»»

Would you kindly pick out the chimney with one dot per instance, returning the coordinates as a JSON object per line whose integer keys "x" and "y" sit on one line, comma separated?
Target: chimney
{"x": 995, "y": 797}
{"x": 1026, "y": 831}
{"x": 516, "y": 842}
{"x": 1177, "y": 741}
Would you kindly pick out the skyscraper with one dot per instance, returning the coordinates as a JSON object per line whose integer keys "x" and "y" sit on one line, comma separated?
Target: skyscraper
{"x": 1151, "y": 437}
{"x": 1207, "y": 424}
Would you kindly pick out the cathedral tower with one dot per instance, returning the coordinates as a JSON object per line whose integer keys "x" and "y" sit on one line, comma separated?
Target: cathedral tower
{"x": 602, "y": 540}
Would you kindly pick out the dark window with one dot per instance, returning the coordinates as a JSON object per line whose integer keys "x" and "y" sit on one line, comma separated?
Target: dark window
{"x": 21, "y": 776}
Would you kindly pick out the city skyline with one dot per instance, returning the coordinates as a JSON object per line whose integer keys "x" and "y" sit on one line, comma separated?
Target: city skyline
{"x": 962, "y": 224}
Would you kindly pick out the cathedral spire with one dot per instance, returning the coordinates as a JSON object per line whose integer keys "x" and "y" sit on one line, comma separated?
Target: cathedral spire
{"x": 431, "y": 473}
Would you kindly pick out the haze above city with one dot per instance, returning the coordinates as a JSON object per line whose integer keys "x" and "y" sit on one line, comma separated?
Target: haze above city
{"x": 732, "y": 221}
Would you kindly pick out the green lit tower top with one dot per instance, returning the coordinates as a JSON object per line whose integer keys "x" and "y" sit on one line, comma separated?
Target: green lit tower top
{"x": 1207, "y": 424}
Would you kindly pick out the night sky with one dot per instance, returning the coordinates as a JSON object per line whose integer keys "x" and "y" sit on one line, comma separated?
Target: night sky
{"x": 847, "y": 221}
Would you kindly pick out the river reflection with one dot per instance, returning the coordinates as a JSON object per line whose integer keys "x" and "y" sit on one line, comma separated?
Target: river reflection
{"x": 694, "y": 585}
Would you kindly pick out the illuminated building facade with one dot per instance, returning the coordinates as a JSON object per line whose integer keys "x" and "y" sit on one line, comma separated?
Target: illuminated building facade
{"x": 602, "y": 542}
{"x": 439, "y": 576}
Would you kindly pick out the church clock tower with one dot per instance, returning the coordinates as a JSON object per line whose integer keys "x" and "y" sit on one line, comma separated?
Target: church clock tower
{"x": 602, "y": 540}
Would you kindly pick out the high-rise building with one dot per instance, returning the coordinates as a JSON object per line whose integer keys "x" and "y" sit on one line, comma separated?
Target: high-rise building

««

Task to carry out:
Update the records above so that every "dot" becomes "point", and leave everything else unchanged.

Task output:
Would you kindly pick out the chimney with one point per instance, returning the coordinates as a JSON object per line whose integer keys "x" and "y" sit on one line, comma separated?
Target: chimney
{"x": 995, "y": 797}
{"x": 1026, "y": 831}
{"x": 516, "y": 842}
{"x": 1177, "y": 741}
Would you kindly pick out the skyscraper with one point per instance, returning the coordinates as a JSON object per line whose integer keys "x" and "y" sit on one line, comma separated?
Target: skyscraper
{"x": 1151, "y": 437}
{"x": 1207, "y": 424}
Would you kindly pick out the cathedral tower with one point per instance, returning the coordinates as a JSON object per line whose integer keys "x" and "y" sit on one line, comma separated?
Target: cathedral tower
{"x": 602, "y": 540}
Would you kindly pick out the dark window with one point per instance, returning the coordinates as a JSON object per line whose integer keys "x" and "y" sit on one line, comma separated?
Target: dark window
{"x": 21, "y": 776}
Would you kindly pick out the city skyline with one point per instance, returning the coordinates as a JSON object per line whose integer keys "x" and "y" sit on one line, comma separated?
Target: city skyline
{"x": 962, "y": 224}
Would you kindly pick out the cathedral spire with one point per instance, returning the coordinates as a JSON object per line whose integer keys "x" and "y" sit on one line, comma separated?
Target: cathedral spire
{"x": 431, "y": 473}
Would you kindly pick out the haze above city with one point per instance, returning the coordinates as a JSON object per line whose integer keys "x" and "y" sit on one line, comma separated?
Target: haze above city
{"x": 732, "y": 221}
Would you kindly pick out the green lit tower top with one point per instance, returning the coordinates as a JSON object per line whose integer keys "x" and "y" sit on one line, comma separated?
Target: green lit tower top
{"x": 1207, "y": 424}
Would you kindly pick out the night sky with one point per instance, returning the coordinates as a JSON object per line whose integer keys "x" and "y" sit on one line, comma separated?
Target: night sky
{"x": 847, "y": 221}
Would you kindly pick out the river reflection with one point per instance, returning the coordinates as a JSON object per line whose integer keys "x" and "y" sit on one line, comma separated?
Target: river reflection
{"x": 694, "y": 585}
Would you kindly pick out the illuminated building facade with one point per instance, returning the coordinates as a JSON object per line whose integer keys "x" and "y" sit on one line, comma separated?
Target: illuminated building facade
{"x": 602, "y": 542}
{"x": 439, "y": 576}
Would you kindly pick out the church clock tower with one point per instance, returning the coordinates as a JSON object per line whose integer keys "x" and "y" sit on one line, comma separated?
Target: church clock tower
{"x": 602, "y": 540}
Would you kindly pick out the high-rise building with one point per instance, returning the coordinates as a JSON object per line whose integer keys "x" and "y" sit on one line, comma separated?
Target: high-rise building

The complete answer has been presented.